◆ **What you have to do**: Reproduce every line of the listing below verbatim.

▬▬▬▬▬▬

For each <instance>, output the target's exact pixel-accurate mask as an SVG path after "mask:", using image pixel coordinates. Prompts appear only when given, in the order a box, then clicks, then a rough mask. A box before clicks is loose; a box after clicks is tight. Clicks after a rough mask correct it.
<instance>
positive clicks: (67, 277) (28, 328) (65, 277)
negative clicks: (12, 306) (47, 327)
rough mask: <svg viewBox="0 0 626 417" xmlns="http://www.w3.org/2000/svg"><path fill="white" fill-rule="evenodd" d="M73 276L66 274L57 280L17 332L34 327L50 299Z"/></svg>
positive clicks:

▬▬▬▬▬▬

◆ **Result of this exercise**:
For each <instance>, output the target's exact pixel-accurate mask as an SVG path after "mask:", using image pixel coordinates. Prompts appear only when given, in the order a box, then clicks, then a rough mask. A box before clicks is loose; a box after clicks is tight. Clicks after a rough mask correct it.
<instance>
positive clicks: (67, 277) (28, 328) (65, 277)
negative clicks: (12, 306) (47, 327)
rough mask: <svg viewBox="0 0 626 417" xmlns="http://www.w3.org/2000/svg"><path fill="white" fill-rule="evenodd" d="M73 276L66 274L57 280L17 332L34 327L50 299Z"/></svg>
positive clicks:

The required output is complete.